── Records provided
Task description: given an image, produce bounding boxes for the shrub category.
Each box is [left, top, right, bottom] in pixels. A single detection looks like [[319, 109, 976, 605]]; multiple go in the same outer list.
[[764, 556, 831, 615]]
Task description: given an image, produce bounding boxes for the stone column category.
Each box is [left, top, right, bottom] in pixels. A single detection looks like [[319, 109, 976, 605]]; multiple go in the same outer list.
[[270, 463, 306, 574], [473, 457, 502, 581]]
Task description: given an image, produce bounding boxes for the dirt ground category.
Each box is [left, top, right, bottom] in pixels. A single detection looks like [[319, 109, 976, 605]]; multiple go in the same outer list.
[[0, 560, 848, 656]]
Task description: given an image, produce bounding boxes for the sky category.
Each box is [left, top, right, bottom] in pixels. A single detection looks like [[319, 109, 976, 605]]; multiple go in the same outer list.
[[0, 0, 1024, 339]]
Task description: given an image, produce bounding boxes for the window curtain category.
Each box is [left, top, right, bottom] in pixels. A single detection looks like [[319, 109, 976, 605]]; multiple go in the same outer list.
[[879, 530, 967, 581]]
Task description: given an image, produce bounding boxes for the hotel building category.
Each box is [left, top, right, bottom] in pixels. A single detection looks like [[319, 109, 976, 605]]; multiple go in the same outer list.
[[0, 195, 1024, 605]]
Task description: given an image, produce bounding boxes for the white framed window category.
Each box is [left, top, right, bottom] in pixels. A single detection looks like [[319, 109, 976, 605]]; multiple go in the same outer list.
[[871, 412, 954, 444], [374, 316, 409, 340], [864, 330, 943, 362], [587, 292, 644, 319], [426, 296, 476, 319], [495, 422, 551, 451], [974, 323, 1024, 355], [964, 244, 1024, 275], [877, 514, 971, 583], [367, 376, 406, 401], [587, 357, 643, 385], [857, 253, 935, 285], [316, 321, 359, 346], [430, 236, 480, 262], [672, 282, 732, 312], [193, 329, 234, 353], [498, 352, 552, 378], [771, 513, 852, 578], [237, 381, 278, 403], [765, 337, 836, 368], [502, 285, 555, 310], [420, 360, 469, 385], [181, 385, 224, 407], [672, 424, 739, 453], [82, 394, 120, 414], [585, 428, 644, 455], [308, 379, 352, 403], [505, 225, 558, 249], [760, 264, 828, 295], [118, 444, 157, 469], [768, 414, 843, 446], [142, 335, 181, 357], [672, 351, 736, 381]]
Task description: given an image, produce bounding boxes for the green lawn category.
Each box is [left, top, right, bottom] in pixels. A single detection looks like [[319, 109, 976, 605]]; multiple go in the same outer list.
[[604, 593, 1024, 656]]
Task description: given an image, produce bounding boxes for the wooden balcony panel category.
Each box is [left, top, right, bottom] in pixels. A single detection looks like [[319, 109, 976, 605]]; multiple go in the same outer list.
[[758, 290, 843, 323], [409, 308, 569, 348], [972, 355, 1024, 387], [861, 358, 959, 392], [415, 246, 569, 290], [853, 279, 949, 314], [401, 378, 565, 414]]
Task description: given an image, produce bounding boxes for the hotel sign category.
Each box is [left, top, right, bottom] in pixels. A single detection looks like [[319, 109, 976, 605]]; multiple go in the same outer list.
────
── Records provided
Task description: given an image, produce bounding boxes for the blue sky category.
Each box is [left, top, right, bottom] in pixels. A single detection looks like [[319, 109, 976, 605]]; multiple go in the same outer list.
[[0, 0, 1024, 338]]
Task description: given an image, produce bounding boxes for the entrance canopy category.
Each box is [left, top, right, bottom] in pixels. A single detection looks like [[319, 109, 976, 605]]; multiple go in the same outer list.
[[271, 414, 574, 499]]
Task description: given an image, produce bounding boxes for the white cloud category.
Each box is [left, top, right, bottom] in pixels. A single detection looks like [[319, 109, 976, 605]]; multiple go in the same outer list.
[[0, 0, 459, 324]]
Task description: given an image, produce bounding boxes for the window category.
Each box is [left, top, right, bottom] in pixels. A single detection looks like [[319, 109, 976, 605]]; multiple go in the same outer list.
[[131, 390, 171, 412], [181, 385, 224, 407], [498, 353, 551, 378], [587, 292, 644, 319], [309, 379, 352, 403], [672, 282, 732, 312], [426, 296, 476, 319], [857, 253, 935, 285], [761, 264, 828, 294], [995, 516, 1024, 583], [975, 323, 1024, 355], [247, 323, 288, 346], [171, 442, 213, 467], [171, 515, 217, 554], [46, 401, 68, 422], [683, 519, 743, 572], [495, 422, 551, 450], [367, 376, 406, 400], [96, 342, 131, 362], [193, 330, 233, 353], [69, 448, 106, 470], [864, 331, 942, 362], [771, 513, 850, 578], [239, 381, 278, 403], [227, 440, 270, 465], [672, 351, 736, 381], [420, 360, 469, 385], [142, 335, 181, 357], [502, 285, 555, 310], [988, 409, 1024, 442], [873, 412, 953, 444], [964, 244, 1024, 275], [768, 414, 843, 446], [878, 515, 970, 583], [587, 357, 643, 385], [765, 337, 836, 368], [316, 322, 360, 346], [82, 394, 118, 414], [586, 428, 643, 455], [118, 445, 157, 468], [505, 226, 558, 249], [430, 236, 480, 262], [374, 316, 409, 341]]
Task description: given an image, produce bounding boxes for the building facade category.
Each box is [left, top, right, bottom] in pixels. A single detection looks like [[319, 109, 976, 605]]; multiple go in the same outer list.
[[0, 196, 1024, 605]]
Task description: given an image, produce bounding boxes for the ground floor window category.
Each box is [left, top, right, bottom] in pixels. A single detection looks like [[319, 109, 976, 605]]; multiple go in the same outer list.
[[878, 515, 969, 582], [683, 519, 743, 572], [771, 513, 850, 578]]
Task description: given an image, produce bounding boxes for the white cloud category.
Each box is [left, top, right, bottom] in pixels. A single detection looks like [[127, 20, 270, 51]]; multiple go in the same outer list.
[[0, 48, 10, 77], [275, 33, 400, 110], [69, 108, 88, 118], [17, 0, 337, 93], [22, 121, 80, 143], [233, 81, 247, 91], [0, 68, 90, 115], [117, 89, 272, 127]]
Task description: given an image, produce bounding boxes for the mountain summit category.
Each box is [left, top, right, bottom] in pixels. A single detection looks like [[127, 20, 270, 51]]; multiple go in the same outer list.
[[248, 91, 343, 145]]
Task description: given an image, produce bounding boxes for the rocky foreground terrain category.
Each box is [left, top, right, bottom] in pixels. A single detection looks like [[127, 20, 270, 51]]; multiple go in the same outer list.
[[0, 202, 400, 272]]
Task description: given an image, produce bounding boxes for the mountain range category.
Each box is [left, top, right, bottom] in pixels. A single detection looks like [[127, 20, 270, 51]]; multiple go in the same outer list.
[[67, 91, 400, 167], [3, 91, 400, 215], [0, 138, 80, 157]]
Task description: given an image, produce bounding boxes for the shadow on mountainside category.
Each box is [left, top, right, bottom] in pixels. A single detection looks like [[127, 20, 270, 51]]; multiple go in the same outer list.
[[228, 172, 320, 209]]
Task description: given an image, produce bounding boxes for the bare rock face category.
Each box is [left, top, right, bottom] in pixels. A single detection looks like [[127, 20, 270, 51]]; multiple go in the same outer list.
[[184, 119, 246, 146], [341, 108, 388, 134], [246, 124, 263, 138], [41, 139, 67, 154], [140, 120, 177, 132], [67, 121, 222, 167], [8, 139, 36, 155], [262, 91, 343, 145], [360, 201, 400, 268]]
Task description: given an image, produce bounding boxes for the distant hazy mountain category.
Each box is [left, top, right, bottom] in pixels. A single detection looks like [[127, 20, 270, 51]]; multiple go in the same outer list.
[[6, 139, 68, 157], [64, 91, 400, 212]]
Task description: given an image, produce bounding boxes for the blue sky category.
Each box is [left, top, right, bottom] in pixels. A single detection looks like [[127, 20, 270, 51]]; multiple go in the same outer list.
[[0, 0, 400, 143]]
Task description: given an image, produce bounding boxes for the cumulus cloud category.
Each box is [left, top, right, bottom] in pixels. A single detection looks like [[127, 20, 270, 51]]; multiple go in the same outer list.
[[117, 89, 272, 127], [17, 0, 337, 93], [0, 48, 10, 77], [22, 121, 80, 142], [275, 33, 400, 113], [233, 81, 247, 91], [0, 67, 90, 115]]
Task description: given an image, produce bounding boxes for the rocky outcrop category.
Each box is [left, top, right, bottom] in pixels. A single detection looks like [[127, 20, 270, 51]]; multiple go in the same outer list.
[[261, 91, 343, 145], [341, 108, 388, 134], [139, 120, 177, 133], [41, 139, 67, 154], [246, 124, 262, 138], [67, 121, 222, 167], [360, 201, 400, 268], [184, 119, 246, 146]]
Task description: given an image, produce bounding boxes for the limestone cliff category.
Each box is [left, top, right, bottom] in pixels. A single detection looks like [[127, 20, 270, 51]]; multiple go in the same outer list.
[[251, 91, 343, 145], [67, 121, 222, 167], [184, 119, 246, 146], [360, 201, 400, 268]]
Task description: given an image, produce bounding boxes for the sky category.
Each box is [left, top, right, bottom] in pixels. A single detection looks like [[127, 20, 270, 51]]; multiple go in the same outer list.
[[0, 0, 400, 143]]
────
__Aim__:
Retype the entries word for word, beginning at the line that contains "green lawn category." and stopping after the line that contains "378, 565, 414]]".

__Written response__:
Task description: given an image, produce bounding boxes for the green lawn category.
Each box is [left, top, right, bottom] in pixels. A single detection looks like [[319, 109, 976, 605]]; multiple go in the same outer list.
[[604, 593, 1024, 656]]
Task description: given an image, produce bounding boxes for the wooden balcony panel category.
Each box is [left, top, right, bottom] in pixels. A single detection looks like [[319, 109, 976, 605]]; multiple go in the same outer list.
[[758, 290, 843, 323], [409, 308, 569, 348], [972, 355, 1024, 387], [861, 358, 959, 392], [415, 246, 569, 290], [853, 279, 949, 314], [401, 378, 565, 414]]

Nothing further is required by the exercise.